Look through the entries below and report every line that has "range".
START Data
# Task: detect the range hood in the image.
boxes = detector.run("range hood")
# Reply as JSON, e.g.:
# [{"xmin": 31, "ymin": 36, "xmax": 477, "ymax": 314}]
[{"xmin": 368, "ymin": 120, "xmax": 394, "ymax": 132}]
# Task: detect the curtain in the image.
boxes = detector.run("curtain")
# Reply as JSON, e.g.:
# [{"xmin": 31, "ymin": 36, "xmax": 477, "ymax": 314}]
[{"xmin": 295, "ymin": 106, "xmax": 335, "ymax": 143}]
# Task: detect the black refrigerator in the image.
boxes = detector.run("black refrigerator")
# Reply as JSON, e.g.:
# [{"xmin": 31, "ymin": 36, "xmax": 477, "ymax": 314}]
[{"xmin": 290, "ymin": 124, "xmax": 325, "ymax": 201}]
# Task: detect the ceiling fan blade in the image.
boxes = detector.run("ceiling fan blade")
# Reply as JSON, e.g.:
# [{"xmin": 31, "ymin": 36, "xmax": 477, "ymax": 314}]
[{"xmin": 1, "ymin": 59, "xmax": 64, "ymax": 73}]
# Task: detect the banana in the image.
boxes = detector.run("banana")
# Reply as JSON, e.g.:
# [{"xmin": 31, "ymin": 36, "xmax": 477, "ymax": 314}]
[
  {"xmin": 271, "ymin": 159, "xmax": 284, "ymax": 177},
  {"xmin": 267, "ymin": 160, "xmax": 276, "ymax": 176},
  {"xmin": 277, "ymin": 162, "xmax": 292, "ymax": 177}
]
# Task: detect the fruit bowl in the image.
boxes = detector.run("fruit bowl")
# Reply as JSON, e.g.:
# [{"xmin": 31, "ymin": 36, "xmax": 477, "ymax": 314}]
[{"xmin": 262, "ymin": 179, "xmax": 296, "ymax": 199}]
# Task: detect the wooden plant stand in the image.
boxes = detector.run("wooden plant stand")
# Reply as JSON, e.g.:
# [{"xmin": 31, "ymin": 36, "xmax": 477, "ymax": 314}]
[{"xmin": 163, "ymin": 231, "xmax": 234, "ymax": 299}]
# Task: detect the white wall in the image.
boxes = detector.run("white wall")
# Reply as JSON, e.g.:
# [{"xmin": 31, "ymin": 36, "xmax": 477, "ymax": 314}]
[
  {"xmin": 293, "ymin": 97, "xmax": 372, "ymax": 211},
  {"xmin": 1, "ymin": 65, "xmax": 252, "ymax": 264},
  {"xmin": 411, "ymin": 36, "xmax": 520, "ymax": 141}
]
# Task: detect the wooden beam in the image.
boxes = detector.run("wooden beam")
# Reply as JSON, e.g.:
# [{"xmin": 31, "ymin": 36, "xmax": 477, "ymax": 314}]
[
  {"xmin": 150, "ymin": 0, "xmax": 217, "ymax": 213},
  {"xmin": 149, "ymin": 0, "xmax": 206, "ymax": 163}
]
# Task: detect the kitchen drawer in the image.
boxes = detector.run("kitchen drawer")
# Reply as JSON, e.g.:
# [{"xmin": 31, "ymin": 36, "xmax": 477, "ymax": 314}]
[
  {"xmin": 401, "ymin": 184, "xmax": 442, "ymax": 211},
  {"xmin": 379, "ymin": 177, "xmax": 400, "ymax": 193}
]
END Data
_Solution below_
# Task: detect the range hood in the image.
boxes = detector.run("range hood")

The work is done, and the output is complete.